• [SHORT PROBLEM] Rewrite the records below, replacing "stalk" with "stem" and leaving everything else unchanged. Omit the pictures from your answer.

##### EXERCISE INPUTS #####

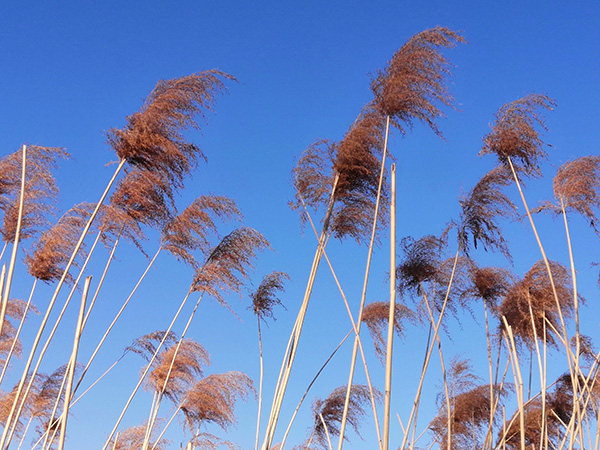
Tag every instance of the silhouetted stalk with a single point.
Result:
(13, 256)
(73, 362)
(162, 391)
(101, 282)
(364, 291)
(436, 329)
(362, 353)
(3, 250)
(260, 382)
(148, 367)
(512, 348)
(444, 378)
(97, 380)
(112, 324)
(308, 389)
(17, 334)
(391, 319)
(4, 442)
(292, 346)
(54, 328)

#####

• [THE RESULT]
Tag every instance of the silhouetted stem with a single point.
Result:
(13, 256)
(73, 362)
(162, 391)
(101, 282)
(364, 291)
(436, 329)
(362, 353)
(3, 250)
(260, 382)
(148, 367)
(512, 348)
(444, 378)
(97, 380)
(112, 324)
(308, 389)
(17, 334)
(391, 319)
(4, 442)
(292, 346)
(54, 328)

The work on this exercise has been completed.